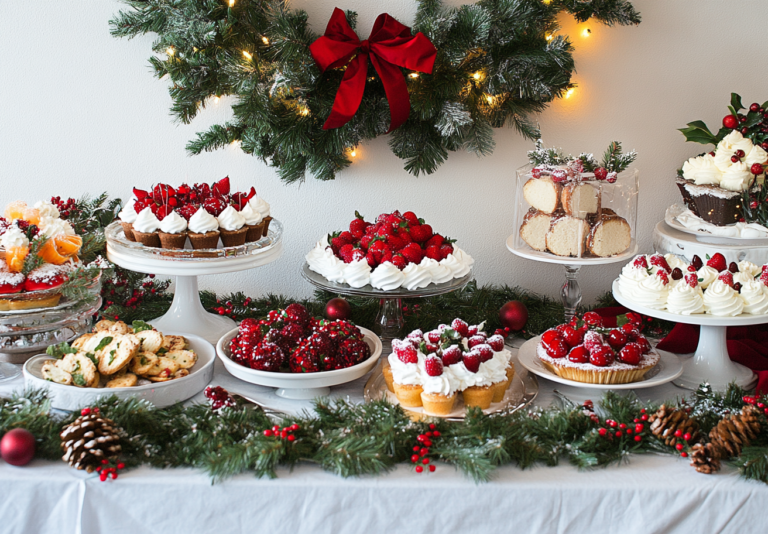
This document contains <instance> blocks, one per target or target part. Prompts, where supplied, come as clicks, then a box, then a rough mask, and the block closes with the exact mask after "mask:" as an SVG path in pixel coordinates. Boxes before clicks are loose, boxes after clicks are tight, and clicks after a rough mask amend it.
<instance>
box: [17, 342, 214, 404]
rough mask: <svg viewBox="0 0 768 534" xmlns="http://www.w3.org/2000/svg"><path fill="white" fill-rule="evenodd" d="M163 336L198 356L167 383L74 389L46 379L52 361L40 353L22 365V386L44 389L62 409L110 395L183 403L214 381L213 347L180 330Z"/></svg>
mask: <svg viewBox="0 0 768 534" xmlns="http://www.w3.org/2000/svg"><path fill="white" fill-rule="evenodd" d="M165 333H167V334H170V335H180V336H184V337H185V338H187V340H188V342H189V350H192V351H194V352H195V354H197V362H196V363H195V365H194V366H193V367H191V368H190V369H189V374H188V375H187V376H184V377H181V378H177V379H174V380H169V381H167V382H153V383H150V384H146V385H136V386H133V387H114V388H84V387H75V386H72V385H63V384H57V383H55V382H51V381H48V380H45V379H44V378H43V372H42V368H43V365H44V364H45V362H47V361H50V360H51V356H49V355H47V354H40V355H37V356H34V357H33V358H31V359H29V360H28V361H27V362H26V363H25V364H24V369H23V373H24V385H25V387H27V388H35V389H44V390H46V391H47V393H48V395H49V397H50V399H51V405H52V406H53V407H54V408H58V409H61V410H77V409H79V408H82V407H84V406H88V405H91V404H94V403H95V402H97V401H98V400H99V399H101V398H105V397H109V396H111V395H115V396H117V397H118V398H120V399H127V398H139V399H142V400H146V401H149V402H151V403H152V404H154V405H155V406H157V407H158V408H163V407H166V406H171V405H173V404H176V403H177V402H182V401H185V400H187V399H189V398H191V397H193V396H195V395H197V394H198V393H200V392H201V391H202V390H203V389H204V388H205V386H207V385H208V383H209V382H210V381H211V379H212V378H213V366H214V363H215V361H216V354H215V351H214V348H213V346H212V345H211V344H210V343H208V342H207V341H206V340H205V339H203V338H202V337H200V336H196V335H193V334H188V333H185V332H179V331H168V332H165Z"/></svg>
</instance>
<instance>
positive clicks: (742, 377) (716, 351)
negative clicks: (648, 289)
mask: <svg viewBox="0 0 768 534" xmlns="http://www.w3.org/2000/svg"><path fill="white" fill-rule="evenodd" d="M613 296H614V297H615V298H616V300H617V301H618V302H619V303H620V304H622V305H623V306H626V307H627V308H629V309H630V310H634V311H636V312H637V313H641V314H643V315H647V316H649V317H656V318H657V319H662V320H665V321H672V322H675V323H683V324H697V325H700V327H701V330H700V333H699V345H698V347H697V348H696V353H695V354H694V356H693V358H690V359H689V360H687V361H685V362H684V363H683V374H682V375H681V376H680V378H678V379H677V380H675V384H677V385H680V386H681V387H684V388H687V389H693V390H695V389H696V388H698V387H699V385H700V384H702V383H704V382H709V384H710V385H711V386H712V387H713V388H714V389H716V390H719V391H724V390H725V388H726V387H727V386H728V384H730V383H731V382H735V383H736V384H737V385H739V386H741V387H743V388H745V389H749V388H750V387H752V386H753V385H754V384H755V382H756V381H757V377H756V376H755V373H753V372H752V370H751V369H749V368H747V367H745V366H743V365H741V364H739V363H736V362H733V361H731V358H730V357H729V356H728V346H727V344H726V333H727V330H728V327H729V326H749V325H755V324H765V323H768V315H748V314H742V315H738V316H736V317H716V316H714V315H708V314H703V313H696V314H692V315H680V314H677V313H670V312H668V311H661V310H655V309H653V308H647V307H645V306H639V305H638V304H635V303H634V302H632V301H630V300H629V299H627V298H626V297H625V296H624V295H622V294H621V291H620V290H619V281H618V279H616V280H614V282H613Z"/></svg>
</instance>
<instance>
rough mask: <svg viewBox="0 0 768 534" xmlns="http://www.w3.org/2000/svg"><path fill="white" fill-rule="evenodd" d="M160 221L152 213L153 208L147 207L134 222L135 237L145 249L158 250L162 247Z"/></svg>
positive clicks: (133, 227)
mask: <svg viewBox="0 0 768 534" xmlns="http://www.w3.org/2000/svg"><path fill="white" fill-rule="evenodd" d="M159 229H160V220H158V218H157V217H156V216H155V214H154V213H153V212H152V208H150V207H149V206H147V207H146V208H144V209H143V210H141V212H140V213H139V214H138V215H137V216H136V220H135V221H133V236H134V238H135V239H136V241H137V242H139V243H141V244H142V245H144V246H145V247H154V248H157V247H159V246H160V236H159V235H158V230H159Z"/></svg>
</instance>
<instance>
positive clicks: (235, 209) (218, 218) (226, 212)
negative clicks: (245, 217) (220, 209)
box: [216, 206, 248, 247]
mask: <svg viewBox="0 0 768 534" xmlns="http://www.w3.org/2000/svg"><path fill="white" fill-rule="evenodd" d="M216 220H217V221H218V222H219V234H220V237H221V243H222V244H223V245H224V246H225V247H237V246H240V245H243V244H245V239H246V236H247V234H248V228H247V227H246V225H245V217H243V215H242V213H240V212H239V211H237V210H236V209H235V207H234V206H227V207H226V208H225V209H224V211H222V212H221V213H220V214H219V216H218V217H217V218H216Z"/></svg>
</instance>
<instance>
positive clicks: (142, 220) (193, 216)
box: [119, 177, 272, 255]
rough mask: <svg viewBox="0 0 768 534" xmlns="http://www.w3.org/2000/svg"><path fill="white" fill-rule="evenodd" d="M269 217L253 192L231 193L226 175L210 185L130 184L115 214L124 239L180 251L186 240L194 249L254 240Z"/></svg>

**WORK ORDER:** Start with the first line of the records above and end with the line containing "box: [17, 342, 214, 404]". Output those lines exactly, pictures excluded.

**SOLUTION TO THIS PROBLEM:**
This document contains <instance> blocks, one per target or target part. Prompts, where supplied, come as clicks, then a box, then a rough mask, and the block closes with the exact mask after "mask:" as an SVG path in pixel coordinates. Boxes before clicks are loose, boxes after clicks are tight, and clicks after a rough mask amend it.
<instance>
box: [17, 342, 214, 404]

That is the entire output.